Text for analysis
Modern microchips are enormously complex — to design, to build and even to understand. At the same time, they’re also fairly simple: Electrical signals go in, something happens inside and electrical signals come out. That’s really it.
From that power-in/power-out perspective, chip architect Arik Gihon has tremendous influence. Based at Intel’s Israel design center, Gihon is the lead power management architect of the 12th Gen Intel® Core® processor family, code-named “Alder Lake.”
Power management means constantly juggling a feverishly changing set of demands: supporting all the different things a user is trying to do with their computer, keeping temperature in check, preserving battery life — and doing it all as quickly as possible.
Manage the Power, Control the Chip
By controlling the power, “we’re basically defining the way the CPU behaves,” Gihon confirms.
The job is only getting more complex. Demands compete — you can send more power to a part of the chip to make things go faster for the user at the cost of more heat and battery usage — and face increasing physical constraints. As the internal building blocks of chips get smaller following Moore’s Law, for instance, the number of components per area goes up, making heat management harder. (The current, or flow of electricity, through a modern fingernail-sized chip can surpass that of an entire house, Gihon says, though at much lower voltage.)
And leading-edge silicon is expensive, so every square millimeter comes at a premium. “Area is money,” Gihon says.
Luckily, Intel has plenty of ingenuity to throw at the complexity. Right now, “it’s extremely exciting to be an architect,” Gihon says. His toolbox spans process technologies, architecture, software, packaging, memory and more. Add to that a companywide push “to do big things” in a world of intensified competition and “you can almost do anything.”

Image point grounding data
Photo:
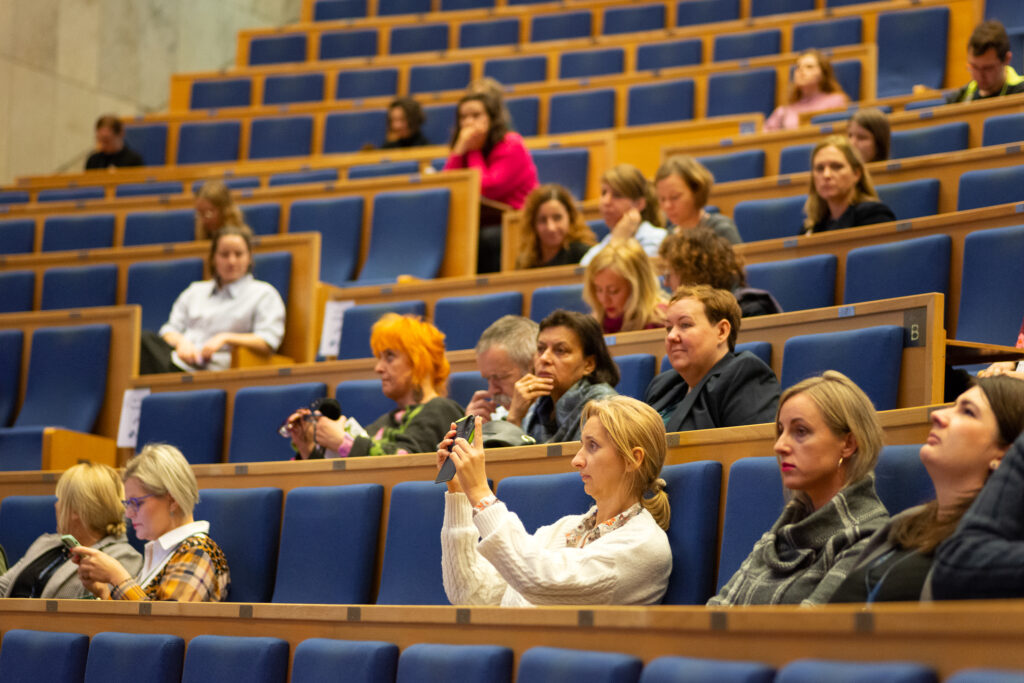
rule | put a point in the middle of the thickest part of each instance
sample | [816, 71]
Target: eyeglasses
[132, 504]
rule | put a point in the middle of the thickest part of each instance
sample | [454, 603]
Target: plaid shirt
[197, 571]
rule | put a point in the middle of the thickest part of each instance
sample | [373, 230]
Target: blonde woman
[182, 562]
[88, 508]
[622, 290]
[616, 553]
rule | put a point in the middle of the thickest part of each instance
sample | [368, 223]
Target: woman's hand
[527, 389]
[443, 453]
[97, 570]
[627, 225]
[469, 465]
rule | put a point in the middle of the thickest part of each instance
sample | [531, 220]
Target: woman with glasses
[88, 508]
[181, 561]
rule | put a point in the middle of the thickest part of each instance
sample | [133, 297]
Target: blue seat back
[900, 478]
[80, 287]
[363, 399]
[694, 492]
[74, 232]
[660, 102]
[347, 44]
[206, 142]
[929, 139]
[753, 501]
[736, 165]
[278, 49]
[553, 665]
[990, 261]
[357, 322]
[258, 413]
[246, 523]
[540, 500]
[43, 655]
[411, 570]
[869, 356]
[747, 91]
[352, 513]
[428, 38]
[747, 45]
[290, 88]
[363, 660]
[470, 664]
[830, 33]
[286, 136]
[544, 300]
[463, 319]
[238, 657]
[219, 94]
[339, 220]
[911, 49]
[18, 289]
[898, 268]
[127, 657]
[17, 236]
[990, 186]
[349, 131]
[426, 237]
[566, 166]
[583, 63]
[806, 671]
[155, 286]
[165, 415]
[23, 519]
[590, 110]
[636, 371]
[435, 78]
[154, 227]
[798, 284]
[672, 669]
[911, 199]
[150, 141]
[561, 27]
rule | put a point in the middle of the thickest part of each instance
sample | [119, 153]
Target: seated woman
[404, 121]
[868, 133]
[214, 209]
[967, 443]
[414, 370]
[616, 553]
[682, 184]
[182, 562]
[571, 367]
[212, 315]
[622, 290]
[88, 508]
[828, 441]
[553, 229]
[841, 194]
[710, 385]
[700, 257]
[629, 207]
[813, 88]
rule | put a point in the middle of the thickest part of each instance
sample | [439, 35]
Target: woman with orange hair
[413, 369]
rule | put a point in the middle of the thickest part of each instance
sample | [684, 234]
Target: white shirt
[247, 305]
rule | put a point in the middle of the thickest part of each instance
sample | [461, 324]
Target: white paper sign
[131, 408]
[331, 334]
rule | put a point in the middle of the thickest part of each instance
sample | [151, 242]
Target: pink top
[786, 117]
[507, 174]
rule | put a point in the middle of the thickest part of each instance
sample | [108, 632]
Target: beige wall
[62, 62]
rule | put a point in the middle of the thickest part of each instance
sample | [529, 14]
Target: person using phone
[615, 553]
[89, 512]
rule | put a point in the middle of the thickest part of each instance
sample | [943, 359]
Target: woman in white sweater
[616, 553]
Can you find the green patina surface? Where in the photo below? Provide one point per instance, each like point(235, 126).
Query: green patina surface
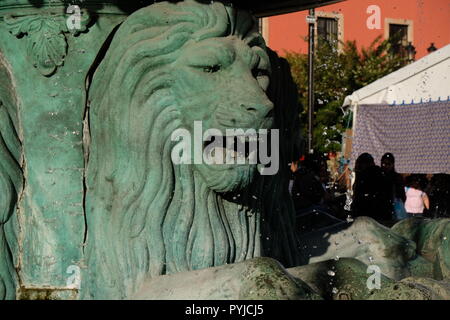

Requirement 1
List the areas that the article on Intel chip power management says Gihon's toolbox spans.
Requirement 2
According to the article on Intel chip power management, why is heat management getting harder?
Requirement 3
Extend the article on Intel chip power management from where it stops.

Answer 1
Process technologies, architecture, software, packaging and memory.

Answer 2
As the internal building blocks of chips get smaller following Moore's Law, the number of components per area goes up. That higher density makes heat management harder.

Answer 3
A New Kind of Hybrid Puts Performance First
Anything, say, like introducing the new “performance hybrid” architecture that is coming with 12th Gen Core. The new chips combine two sets of processing cores: small Efficient-cores (or E-cores) that easily multiply to handle multiple jobs at once, and larger Performance-cores (P-cores), each with more per-core performance than anything Intel has produced to date1.
Press Kit: 12th Gen Intel Core
Unlike other hybrid approaches, Gihon says, the goal was not maximum efficiency — with performance secondary — but rather maximum performance. He explains that adding a large number of Performance-cores would achieve performance but lead to a chip simply too large. The Efficient-cores bring as much performance as 10th generation Performance-cores at less power and dramatically less area.
“You can add up a lot of them and then you get quite a lot of cores and you can scale multi-threaded applications,” Gihon says. “So together with that you can also go to the Performance-core team and tell them, ‘You know what? Now that I’ve solved the scaling of the amount of cores for multi-threading, then now go do your best in single-thread performance. You have less limitation on area.’”
That they did. The result is a single chip with both a set of super-cores for the most demanding jobs and another set of smaller-yet-still-fast cores for handling lots of simultaneous work.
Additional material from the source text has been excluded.